United States District Court, District of Massachusetts

September 4, 2014

ESTATE OF ROBERT REITANO, deceased; and MARCI McNICOL, also known as Marci A. Reitano, individually and as Executrix of the Estate of Robert Reitano, deceased



Robert Reitano had significant federal tax liabilities when he died on July 25, 2002. Those liabilities are the subject of this case. The United States of America (“plaintiff”) filed a two-count complaint seeking to (1) reduce to judgment the tax liability against Reitano’s estate and Marci McNicol as its executrix (Count 1), and (2) hold McNicol personally liable under the “Federal Priority Statute, ” 31 U.S.C. § 3713, for distributing the estate’s assets without first paying its federal tax debts (Count 2). The parties have cross-moved for summary judgment (Docket ## 14, 17). After holding a hearing and directing the parties to engage in settlement discussions which proved unsuccessful, I ALLOW plaintiff’s cross-motion and DENY defendants’ cross-motion.

I. Background

Defendants did not file a statement of the undisputed material facts along with their cross-motion for summary judgment, wherefore, plaintiff’s version of the facts is admitted. U.S. Dist. Ct. Rules D. Mass., Local Rule 56.1. Those facts are as follows.

> **SET PROBLEM**: Please reproduce the court opinion excerpt above word for word, in full. The records that come next are not needed.

> **STORED DATA**:
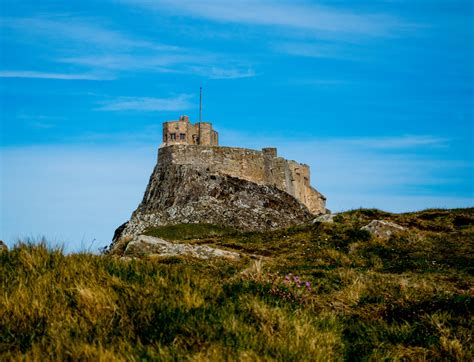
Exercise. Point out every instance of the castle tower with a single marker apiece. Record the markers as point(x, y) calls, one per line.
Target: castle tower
point(183, 132)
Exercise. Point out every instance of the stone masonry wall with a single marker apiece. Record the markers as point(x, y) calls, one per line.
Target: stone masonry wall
point(262, 167)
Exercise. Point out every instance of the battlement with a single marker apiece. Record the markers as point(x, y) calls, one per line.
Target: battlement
point(261, 167)
point(183, 132)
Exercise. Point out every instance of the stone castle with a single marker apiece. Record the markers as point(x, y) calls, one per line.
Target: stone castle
point(197, 181)
point(198, 144)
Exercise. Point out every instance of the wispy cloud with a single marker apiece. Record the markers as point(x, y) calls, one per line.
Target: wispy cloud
point(47, 75)
point(296, 15)
point(78, 30)
point(223, 73)
point(177, 103)
point(400, 142)
point(86, 45)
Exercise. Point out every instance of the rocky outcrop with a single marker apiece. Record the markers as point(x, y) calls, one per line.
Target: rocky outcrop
point(383, 229)
point(327, 218)
point(178, 194)
point(143, 246)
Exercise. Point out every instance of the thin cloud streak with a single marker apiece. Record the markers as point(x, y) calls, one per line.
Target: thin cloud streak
point(303, 16)
point(62, 28)
point(147, 104)
point(45, 75)
point(87, 45)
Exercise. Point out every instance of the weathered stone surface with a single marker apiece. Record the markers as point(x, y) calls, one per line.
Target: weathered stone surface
point(383, 229)
point(143, 246)
point(179, 194)
point(3, 246)
point(324, 218)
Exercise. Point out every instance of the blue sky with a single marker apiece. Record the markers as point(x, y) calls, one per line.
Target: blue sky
point(376, 96)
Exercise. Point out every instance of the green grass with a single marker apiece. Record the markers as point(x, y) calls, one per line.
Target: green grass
point(409, 297)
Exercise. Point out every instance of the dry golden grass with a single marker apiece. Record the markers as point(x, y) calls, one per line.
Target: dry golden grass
point(409, 297)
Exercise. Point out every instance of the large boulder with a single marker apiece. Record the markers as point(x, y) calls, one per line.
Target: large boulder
point(382, 228)
point(326, 218)
point(143, 246)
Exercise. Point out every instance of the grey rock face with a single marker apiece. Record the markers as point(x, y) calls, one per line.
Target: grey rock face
point(324, 218)
point(383, 229)
point(142, 246)
point(179, 194)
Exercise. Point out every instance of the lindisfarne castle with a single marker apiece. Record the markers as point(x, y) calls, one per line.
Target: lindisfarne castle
point(197, 181)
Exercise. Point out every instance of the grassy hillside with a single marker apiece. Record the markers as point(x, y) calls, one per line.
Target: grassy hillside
point(316, 292)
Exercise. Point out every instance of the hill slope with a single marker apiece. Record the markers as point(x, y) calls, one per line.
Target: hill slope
point(313, 292)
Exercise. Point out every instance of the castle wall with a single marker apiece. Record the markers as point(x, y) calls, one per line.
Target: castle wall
point(183, 132)
point(262, 167)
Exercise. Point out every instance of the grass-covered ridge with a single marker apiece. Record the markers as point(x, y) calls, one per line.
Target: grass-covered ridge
point(315, 292)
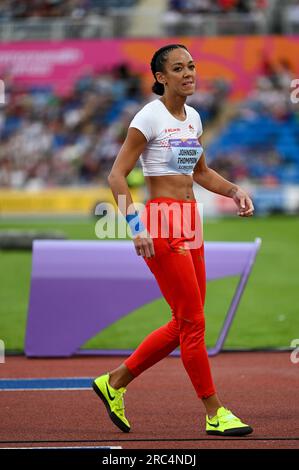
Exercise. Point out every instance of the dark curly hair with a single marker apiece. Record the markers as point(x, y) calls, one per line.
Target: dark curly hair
point(158, 62)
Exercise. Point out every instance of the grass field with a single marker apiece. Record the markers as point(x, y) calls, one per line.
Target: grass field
point(268, 315)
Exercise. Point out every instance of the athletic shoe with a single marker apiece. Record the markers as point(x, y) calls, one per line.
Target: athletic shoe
point(226, 424)
point(113, 400)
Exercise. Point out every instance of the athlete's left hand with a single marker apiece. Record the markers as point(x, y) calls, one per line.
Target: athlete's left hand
point(243, 202)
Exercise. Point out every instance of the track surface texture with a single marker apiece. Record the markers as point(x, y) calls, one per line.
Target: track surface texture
point(164, 411)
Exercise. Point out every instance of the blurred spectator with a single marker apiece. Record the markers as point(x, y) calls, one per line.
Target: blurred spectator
point(47, 140)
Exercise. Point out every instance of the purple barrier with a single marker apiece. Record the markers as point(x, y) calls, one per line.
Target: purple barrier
point(78, 288)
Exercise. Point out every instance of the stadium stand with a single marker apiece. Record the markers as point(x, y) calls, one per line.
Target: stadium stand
point(47, 140)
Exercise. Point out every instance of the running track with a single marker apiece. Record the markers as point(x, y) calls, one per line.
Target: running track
point(260, 387)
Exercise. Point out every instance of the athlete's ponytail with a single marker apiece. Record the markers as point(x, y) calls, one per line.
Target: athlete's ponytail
point(158, 62)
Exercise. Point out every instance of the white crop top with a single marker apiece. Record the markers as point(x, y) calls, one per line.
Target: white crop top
point(173, 146)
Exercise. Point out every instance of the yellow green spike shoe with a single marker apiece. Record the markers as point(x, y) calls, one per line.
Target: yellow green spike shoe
point(113, 400)
point(226, 424)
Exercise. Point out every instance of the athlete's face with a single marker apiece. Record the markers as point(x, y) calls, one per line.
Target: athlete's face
point(179, 73)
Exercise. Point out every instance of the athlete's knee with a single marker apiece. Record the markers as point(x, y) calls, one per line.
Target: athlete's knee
point(192, 324)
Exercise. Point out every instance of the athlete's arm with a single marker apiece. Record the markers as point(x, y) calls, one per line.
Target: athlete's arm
point(212, 181)
point(125, 161)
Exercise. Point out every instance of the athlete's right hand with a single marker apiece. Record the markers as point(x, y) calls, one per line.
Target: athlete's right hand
point(144, 245)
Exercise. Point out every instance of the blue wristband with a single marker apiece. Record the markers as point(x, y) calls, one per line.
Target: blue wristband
point(135, 223)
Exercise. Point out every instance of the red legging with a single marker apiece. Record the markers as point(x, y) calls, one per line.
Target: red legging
point(180, 273)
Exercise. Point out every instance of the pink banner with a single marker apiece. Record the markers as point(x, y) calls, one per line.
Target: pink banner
point(237, 59)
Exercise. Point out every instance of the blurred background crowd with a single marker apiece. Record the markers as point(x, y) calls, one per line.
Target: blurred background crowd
point(49, 140)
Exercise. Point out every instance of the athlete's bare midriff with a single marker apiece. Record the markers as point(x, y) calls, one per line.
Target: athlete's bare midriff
point(172, 186)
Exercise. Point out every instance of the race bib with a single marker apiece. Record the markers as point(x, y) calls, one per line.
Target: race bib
point(185, 153)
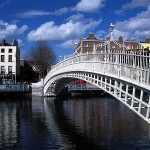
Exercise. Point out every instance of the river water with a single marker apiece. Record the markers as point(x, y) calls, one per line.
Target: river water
point(37, 123)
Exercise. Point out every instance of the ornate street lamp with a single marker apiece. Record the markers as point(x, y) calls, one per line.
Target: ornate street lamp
point(111, 28)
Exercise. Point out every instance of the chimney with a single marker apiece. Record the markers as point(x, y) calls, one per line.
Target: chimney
point(3, 42)
point(120, 40)
point(147, 39)
point(91, 36)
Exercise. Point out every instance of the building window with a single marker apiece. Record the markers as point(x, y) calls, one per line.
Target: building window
point(9, 69)
point(9, 58)
point(2, 58)
point(10, 50)
point(2, 50)
point(2, 69)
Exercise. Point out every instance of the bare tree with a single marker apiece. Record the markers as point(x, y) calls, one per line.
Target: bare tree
point(42, 56)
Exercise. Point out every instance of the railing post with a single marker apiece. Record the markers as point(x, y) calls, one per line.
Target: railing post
point(127, 86)
point(140, 103)
point(120, 90)
point(148, 109)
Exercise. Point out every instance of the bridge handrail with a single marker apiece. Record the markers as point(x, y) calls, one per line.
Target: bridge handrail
point(138, 61)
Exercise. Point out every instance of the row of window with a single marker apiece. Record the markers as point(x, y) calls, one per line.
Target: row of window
point(3, 58)
point(3, 71)
point(3, 50)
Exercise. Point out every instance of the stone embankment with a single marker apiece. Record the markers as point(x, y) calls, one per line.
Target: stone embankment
point(37, 88)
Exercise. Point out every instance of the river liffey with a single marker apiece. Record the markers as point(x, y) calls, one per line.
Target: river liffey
point(37, 123)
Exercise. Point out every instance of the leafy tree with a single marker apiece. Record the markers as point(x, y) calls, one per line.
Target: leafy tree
point(42, 57)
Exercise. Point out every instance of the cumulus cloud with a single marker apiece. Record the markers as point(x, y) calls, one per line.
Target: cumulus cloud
point(8, 30)
point(67, 44)
point(135, 4)
point(5, 3)
point(89, 5)
point(137, 26)
point(132, 5)
point(69, 30)
point(32, 13)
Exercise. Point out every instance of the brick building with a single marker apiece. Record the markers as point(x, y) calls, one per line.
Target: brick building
point(87, 45)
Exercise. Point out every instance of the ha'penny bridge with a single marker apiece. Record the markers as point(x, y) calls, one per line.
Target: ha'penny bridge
point(124, 74)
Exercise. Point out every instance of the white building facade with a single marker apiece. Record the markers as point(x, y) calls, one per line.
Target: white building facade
point(9, 59)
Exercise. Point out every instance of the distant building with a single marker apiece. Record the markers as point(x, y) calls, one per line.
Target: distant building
point(87, 45)
point(28, 73)
point(146, 43)
point(9, 59)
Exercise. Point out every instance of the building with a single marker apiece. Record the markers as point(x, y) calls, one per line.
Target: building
point(9, 60)
point(146, 43)
point(28, 73)
point(92, 43)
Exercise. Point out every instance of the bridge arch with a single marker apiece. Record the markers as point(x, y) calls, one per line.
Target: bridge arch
point(124, 79)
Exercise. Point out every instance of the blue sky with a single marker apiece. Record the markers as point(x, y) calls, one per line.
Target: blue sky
point(63, 22)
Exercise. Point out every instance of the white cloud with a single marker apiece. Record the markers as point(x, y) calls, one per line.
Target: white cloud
point(132, 5)
point(67, 44)
point(5, 3)
point(69, 30)
point(8, 30)
point(135, 4)
point(89, 5)
point(33, 13)
point(137, 27)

> **RESPONSE TO THE TASK**:
United States District Court, District of Massachusetts

September 4, 2014

ESTATE OF ROBERT REITANO, deceased; and MARCI McNICOL, also known as Marci A. Reitano, individually and as Executrix of the Estate of Robert Reitano, deceased



Robert Reitano had significant federal tax liabilities when he died on July 25, 2002. Those liabilities are the subject of this case. The United States of America (“plaintiff”) filed a two-count complaint seeking to (1) reduce to judgment the tax liability against Reitano’s estate and Marci McNicol as its executrix (Count 1), and (2) hold McNicol personally liable under the “Federal Priority Statute, ” 31 U.S.C. § 3713, for distributing the estate’s assets without first paying its federal tax debts (Count 2). The parties have cross-moved for summary judgment (Docket ## 14, 17). After holding a hearing and directing the parties to engage in settlement discussions which proved unsuccessful, I ALLOW plaintiff’s cross-motion and DENY defendants’ cross-motion.

I. Background

Defendants did not file a statement of the undisputed material facts along with their cross-motion for summary judgment, wherefore, plaintiff’s version of the facts is admitted. U.S. Dist. Ct. Rules D. Mass., Local Rule 56.1. Those facts are as follows.